▶ _Zadanie pisemne 1_:
Odpowiedz krótko na pytania do artykułu o truskawkach i winogronach.
(a) W którym wieku zaczęto uprawiać truskawki w ogrodach?
(b) Kto sprowadził pierwsze winorośle?
(c) Czym ratowano młode i skwaśniałe wino, robiąc z niego klaret?
▶ _Zadanie pisemne 2_: Przepisz bez zmian fragment artykułu o truskawkach i winogronach od słów „Pierwsze winorośle sprowadzili” aż do słów „wątroby i śledziony.” włącznie.
▶ _Zadanie pisemne 3_: Napisz dalszy ciąg artykułu o truskawkach i winogronach, zaczynając od miejsca, w którym się kończy.

Tak jak inne owoce z rodziny jagodowych, jak jagoda zwyczajna, malina, jeżyna i poziomka, są roślinami rdzennie europejskimi. Pozyskiwano je głównie ze stanu dzikiego. Dopiero w XIV wieku zaczęto uprawiać truskawki w ogrodach. W przepisach występują jako podstawa musów i nadzienie w tartach. Truskawki zyskały popularność. Kojarzono je z delikatnością, latem i symbolicznie z Dziewicą Maryją.


WINOGRONO

Pierwsze winorośle sprowadzili Fenicjanie ok 1000 lat p.n.e. z terenów Morza Czarnego. Owoc odgrywający znaczącą rolę w diecie. Wino było ulubionym napojem każdego, kto mógł sobie na nie pozwolić. W czasach antycznych było na tyle tanie, że gorsze gatunki piła nawet biedota. W średniowieczu, poza wytwarzaniem wina, winogrona jadano na surowo, suszono na rodzynki, a także robiono ocet i verjuice jako dodatek do potraw. Wino będące napojem dość drogim zarezerwowane było dla bogatszych warstw społecznych. Z młodego i skwaśniałego robiono klaret ratując je miodem i przyprawami korzennymi. Pod względem medycznym preferowano białe, słodkie winogrona przypisując im wartości orzeźwiające i oczyszczające przewód pokarmowy. Winogrona miały też zbawiennie działać na potencję. Rodzynki zaś zalecano jako środek działający kojąco przy chorobach żołądka, wątroby i śledziony.

▶ _Zapisane pozycje_:
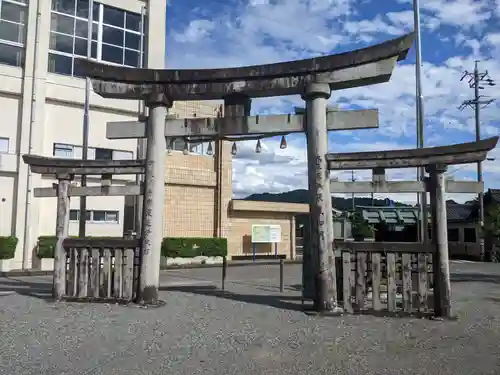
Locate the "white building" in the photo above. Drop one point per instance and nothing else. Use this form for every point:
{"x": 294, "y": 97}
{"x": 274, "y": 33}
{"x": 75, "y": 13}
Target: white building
{"x": 42, "y": 98}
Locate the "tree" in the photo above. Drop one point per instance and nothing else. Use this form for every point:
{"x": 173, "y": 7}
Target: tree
{"x": 492, "y": 221}
{"x": 360, "y": 228}
{"x": 491, "y": 231}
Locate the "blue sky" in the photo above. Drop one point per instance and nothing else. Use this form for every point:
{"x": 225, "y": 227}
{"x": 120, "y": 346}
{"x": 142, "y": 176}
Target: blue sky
{"x": 455, "y": 33}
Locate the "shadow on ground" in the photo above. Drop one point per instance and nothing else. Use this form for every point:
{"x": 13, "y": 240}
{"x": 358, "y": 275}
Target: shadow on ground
{"x": 281, "y": 302}
{"x": 475, "y": 278}
{"x": 42, "y": 290}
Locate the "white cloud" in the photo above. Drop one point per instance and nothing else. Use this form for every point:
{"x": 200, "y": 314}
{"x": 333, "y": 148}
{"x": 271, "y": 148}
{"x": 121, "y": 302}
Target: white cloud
{"x": 455, "y": 34}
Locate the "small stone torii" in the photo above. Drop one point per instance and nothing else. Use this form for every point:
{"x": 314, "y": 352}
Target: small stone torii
{"x": 435, "y": 160}
{"x": 314, "y": 79}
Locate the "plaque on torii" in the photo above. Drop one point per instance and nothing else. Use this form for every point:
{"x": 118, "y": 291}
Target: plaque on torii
{"x": 314, "y": 79}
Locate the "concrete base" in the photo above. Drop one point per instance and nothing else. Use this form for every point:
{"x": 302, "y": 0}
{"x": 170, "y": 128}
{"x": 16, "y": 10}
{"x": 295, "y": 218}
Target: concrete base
{"x": 5, "y": 265}
{"x": 43, "y": 264}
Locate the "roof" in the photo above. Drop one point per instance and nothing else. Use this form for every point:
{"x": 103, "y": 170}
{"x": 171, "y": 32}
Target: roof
{"x": 409, "y": 215}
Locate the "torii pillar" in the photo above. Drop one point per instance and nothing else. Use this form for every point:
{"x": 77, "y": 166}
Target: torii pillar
{"x": 154, "y": 198}
{"x": 316, "y": 96}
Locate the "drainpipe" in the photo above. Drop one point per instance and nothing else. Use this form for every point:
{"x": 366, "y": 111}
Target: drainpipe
{"x": 27, "y": 208}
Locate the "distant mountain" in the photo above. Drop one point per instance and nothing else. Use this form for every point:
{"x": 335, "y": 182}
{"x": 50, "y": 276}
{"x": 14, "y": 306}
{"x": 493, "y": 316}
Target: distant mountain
{"x": 301, "y": 196}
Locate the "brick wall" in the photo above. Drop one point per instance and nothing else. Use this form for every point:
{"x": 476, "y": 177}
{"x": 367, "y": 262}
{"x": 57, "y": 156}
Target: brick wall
{"x": 198, "y": 196}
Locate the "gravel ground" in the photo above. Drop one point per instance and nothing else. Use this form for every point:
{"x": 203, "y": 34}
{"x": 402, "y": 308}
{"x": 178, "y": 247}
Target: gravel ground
{"x": 253, "y": 329}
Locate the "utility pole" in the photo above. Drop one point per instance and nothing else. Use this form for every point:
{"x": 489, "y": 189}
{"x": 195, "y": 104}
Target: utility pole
{"x": 478, "y": 81}
{"x": 421, "y": 198}
{"x": 141, "y": 142}
{"x": 85, "y": 144}
{"x": 353, "y": 204}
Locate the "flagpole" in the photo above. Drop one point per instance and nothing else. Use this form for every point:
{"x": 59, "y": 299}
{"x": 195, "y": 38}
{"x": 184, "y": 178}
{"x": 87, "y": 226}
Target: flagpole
{"x": 421, "y": 198}
{"x": 85, "y": 144}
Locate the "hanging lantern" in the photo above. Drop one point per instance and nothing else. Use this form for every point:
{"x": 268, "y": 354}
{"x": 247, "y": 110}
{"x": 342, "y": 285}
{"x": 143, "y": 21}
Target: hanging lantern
{"x": 258, "y": 147}
{"x": 283, "y": 142}
{"x": 170, "y": 145}
{"x": 210, "y": 151}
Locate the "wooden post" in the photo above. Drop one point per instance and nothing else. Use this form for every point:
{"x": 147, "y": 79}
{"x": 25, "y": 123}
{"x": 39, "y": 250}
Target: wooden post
{"x": 62, "y": 226}
{"x": 440, "y": 261}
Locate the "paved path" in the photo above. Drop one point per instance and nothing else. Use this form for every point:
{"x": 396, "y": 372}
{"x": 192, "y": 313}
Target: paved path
{"x": 251, "y": 330}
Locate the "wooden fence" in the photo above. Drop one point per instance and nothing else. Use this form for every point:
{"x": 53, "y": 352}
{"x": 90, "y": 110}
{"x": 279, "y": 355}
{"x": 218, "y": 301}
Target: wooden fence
{"x": 377, "y": 276}
{"x": 106, "y": 269}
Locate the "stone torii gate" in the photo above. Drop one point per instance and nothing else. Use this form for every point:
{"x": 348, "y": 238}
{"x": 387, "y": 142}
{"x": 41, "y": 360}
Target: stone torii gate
{"x": 436, "y": 161}
{"x": 313, "y": 79}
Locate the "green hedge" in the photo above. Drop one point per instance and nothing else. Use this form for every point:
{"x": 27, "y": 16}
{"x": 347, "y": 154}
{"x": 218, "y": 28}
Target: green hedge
{"x": 188, "y": 247}
{"x": 8, "y": 247}
{"x": 171, "y": 247}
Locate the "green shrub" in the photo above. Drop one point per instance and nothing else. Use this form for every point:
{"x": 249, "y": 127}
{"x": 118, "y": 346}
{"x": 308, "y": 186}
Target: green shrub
{"x": 8, "y": 247}
{"x": 47, "y": 245}
{"x": 189, "y": 247}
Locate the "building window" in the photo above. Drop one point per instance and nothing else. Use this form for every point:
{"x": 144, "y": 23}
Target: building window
{"x": 116, "y": 36}
{"x": 63, "y": 150}
{"x": 96, "y": 216}
{"x": 4, "y": 145}
{"x": 13, "y": 17}
{"x": 453, "y": 235}
{"x": 470, "y": 235}
{"x": 199, "y": 148}
{"x": 122, "y": 155}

▶ _Odpowiedź 1_:
(a) W XIV wieku.
(b) Fenicjanie.
(c) Miodem i przyprawami korzennymi.

▶ _Odpowiedź 2_:
Pierwsze winorośle sprowadzili Fenicjanie ok 1000 lat p.n.e. z terenów Morza Czarnego. Owoc odgrywający znaczącą rolę w diecie. Wino było ulubionym napojem każdego, kto mógł sobie na nie pozwolić. W czasach antycznych było na tyle tanie, że gorsze gatunki piła nawet biedota. W średniowieczu, poza wytwarzaniem wina, winogrona jadano na surowo, suszono na rodzynki, a także robiono ocet i verjuice jako dodatek do potraw. Wino będące napojem dość drogim zarezerwowane było dla bogatszych warstw społecznych. Z młodego i skwaśniałego robiono klaret ratując je miodem i przyprawami korzennymi. Pod względem medycznym preferowano białe, słodkie winogrona przypisując im wartości orzeźwiające i oczyszczające przewód pokarmowy. Winogrona miały też zbawiennie działać na potencję. Rodzynki zaś zalecano jako środek działający kojąco przy chorobach żołądka, wątroby i śledziony.

▶ _Odpowiedź 3_:
GRANAT

Pochodzące z terenów Persji znane były na Bliskim Wschodzie już prawie 3000 lat p.n.e. Jadali je starożytni Egipcjanie i Grecy. Dzięki Kartagińczykom owoce granatu dotarły do Rzymu i południowej Europy. Poprzez swoja budowę zarówno w starożytności jak i w średniowieczu uchodziły za jeden z symboli płodności. W przepisach kuchni południowej nasion granatu używano do ozdabiania potraw. Sokiem zaś barwiono np. ryż. W medycynie owoce granatu przepisywano na kaszel, oraz na zwiększenie popędu płciowego.


CYTRUS

Do tej grupy zaliczamy cytrony, cytryny i limonki. Geograficznie pochodzące z Indii dzięki, arabskim kontaktom handlowym rozprzestrzeniły się na zachód przez Persję do basenu Morza Śródziemnego.

W starożytnej Grecji nie jedzono ich, ale wykorzystywano do wyrobu pachnideł i jako składniki medykamentów. Dopiero Rzymianie zaczęli uprawiać cytrusy pod koniec I w. n.e. Przysmakiem były zaczerpnięte z krajów arabskich kandyzowane skórki cytrusowe.


W średniowieczu cytrusy dotarły do północnej Europy, były jednak tak drogie, że tylko najbogatsi mogli sobie na nie pozwolić.


W medycynie cytrusy uznawano za owoce chłodne i suche. Skórki zalecano jako antidotum na melancholię, sok z kolei - na uspokojenie cholerycznych humorów.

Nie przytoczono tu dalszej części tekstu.